Task directions: From the passage on virtualizing AI workloads, extract the text from "Key Considerations for" up to and including "matrix-heavy AI computations.", copying it word for word.
BEGIN Passage provided
Why Virtualise AI Workloads?

AI workloads often demand high-performance computing, acceleration technologies, and optimised resource allocation. Virtualisation provides several benefits:

  • Resource Optimisation: Efficiently allocate CPU, GPU, and memory to AI workloads.
  • Scalability: Easily scale AI infrastructure based on demand.
  • Security and Isolation: Protect workloads with strong isolation and security policies.
  • Simplified Management: Centralised management reduces complexity in AI deployment and maintenance.

Virtual Machines vs Containers for AI Workloads

When deploying AI workloads, organisations can choose between Virtual Machines (VMs) and Containers. Each has its own advantages:

Virtual Machines (VMs)

  • Stronger Isolation: Each VM runs its own operating system, providing better security and isolation.
  • Hardware Acceleration Support: Supports GPU passthrough and vGPU configurations for AI workloads.
  • Established Enterprise Support: VMs are widely adopted in enterprise environments, offering mature tools for management and monitoring.
  • Better for Mixed Workloads: Useful when running AI alongside other traditional applications in the same infrastructure.

Containers

  • Lightweight and Fast: Containers share the host OS kernel, making them more efficient in resource usage and quicker to deploy.
  • Portability: Containers can run consistently across different environments (on-premises, cloud, hybrid).
  • Ideal for Microservices and AI Pipelines: Containers work well with Kubernetes and container orchestration platforms for distributed AI workloads.
  • Scalability: Easier to scale AI workloads dynamically compared to VMs.

Which to Choose?

  • Use VMs when security, isolation, or GPU passthrough is a priority.
  • Use Containers when scalability, portability, and microservices-based AI workflows are needed.
  • A hybrid approach combining both VMs and Containers is often optimal, leveraging the strengths of each.

Key Considerations for AI Workloads in Virtualised Environments

VM and Container Configuration

Proper configuration is crucial for AI workloads to perform optimally. Consider the following:

  • CPU Allocation: Assign sufficient vCPUs based on AI model complexity.
  • Memory: Allocate ample RAM to handle data processing and model execution.
  • Storage: Use high-speed NVMe or SSD storage for faster I/O operations.
  • NUMA Awareness: Ensure VM placement considers NUMA node locality to reduce latency.
  • AMX Support: Enable Intel AMX on Xeon processors to accelerate matrix-heavy AI computations.
END Passage provided
BEGIN Material
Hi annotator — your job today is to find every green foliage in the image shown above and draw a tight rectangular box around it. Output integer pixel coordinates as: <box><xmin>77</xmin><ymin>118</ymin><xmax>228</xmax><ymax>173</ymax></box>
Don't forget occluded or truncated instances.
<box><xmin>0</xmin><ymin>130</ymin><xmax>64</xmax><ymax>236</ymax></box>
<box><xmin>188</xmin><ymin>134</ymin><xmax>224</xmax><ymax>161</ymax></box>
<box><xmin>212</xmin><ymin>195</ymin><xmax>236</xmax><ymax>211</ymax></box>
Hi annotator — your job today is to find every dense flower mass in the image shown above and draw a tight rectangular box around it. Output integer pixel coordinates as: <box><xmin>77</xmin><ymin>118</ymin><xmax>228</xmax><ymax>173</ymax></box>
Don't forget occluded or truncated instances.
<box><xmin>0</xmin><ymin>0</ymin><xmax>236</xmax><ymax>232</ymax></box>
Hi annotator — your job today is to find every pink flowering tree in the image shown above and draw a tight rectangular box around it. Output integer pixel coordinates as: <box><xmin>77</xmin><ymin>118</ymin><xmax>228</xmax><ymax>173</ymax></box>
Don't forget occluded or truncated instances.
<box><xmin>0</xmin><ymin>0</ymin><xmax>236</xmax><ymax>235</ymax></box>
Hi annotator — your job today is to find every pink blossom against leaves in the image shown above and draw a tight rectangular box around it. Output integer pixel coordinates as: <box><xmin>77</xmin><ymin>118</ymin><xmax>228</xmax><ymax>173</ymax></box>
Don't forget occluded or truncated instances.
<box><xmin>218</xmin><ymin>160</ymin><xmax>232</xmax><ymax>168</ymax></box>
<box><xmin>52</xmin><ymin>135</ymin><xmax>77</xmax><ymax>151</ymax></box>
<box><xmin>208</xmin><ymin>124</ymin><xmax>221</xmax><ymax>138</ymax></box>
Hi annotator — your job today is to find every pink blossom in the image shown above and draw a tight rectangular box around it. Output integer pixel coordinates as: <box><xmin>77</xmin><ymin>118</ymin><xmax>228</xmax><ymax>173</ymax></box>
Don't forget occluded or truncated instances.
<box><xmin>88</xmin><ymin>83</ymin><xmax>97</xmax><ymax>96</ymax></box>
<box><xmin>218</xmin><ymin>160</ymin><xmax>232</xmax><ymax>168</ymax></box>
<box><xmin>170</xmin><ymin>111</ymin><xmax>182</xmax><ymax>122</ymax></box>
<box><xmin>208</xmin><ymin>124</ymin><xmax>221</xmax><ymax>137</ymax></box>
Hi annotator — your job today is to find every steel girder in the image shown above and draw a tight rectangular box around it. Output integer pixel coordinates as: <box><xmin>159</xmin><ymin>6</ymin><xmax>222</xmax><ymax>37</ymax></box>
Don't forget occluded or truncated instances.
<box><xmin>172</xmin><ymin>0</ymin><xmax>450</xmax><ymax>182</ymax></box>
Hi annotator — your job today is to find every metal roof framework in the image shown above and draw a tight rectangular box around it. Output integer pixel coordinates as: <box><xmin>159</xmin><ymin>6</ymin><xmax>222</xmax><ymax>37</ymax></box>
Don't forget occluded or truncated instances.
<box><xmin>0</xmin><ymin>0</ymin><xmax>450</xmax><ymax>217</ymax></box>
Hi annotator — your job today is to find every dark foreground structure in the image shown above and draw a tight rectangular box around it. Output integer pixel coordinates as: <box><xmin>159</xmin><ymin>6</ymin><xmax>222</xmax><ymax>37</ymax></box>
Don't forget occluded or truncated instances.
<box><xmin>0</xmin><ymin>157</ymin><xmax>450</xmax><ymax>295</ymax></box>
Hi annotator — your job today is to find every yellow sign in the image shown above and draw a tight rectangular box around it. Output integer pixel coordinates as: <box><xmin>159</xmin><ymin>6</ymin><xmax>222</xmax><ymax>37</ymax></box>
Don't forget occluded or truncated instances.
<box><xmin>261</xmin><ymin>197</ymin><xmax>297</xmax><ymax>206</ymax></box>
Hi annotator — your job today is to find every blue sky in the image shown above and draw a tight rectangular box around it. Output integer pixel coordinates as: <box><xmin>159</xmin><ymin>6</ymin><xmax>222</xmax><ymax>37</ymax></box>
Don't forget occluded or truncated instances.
END Material
Answer to the exercise:
Key Considerations for AI Workloads in Virtualised Environments

VM and Container Configuration

Proper configuration is crucial for AI workloads to perform optimally. Consider the following:

  • CPU Allocation: Assign sufficient vCPUs based on AI model complexity.
  • Memory: Allocate ample RAM to handle data processing and model execution.
  • Storage: Use high-speed NVMe or SSD storage for faster I/O operations.
  • NUMA Awareness: Ensure VM placement considers NUMA node locality to reduce latency.
  • AMX Support: Enable Intel AMX on Xeon processors to accelerate matrix-heavy AI computations.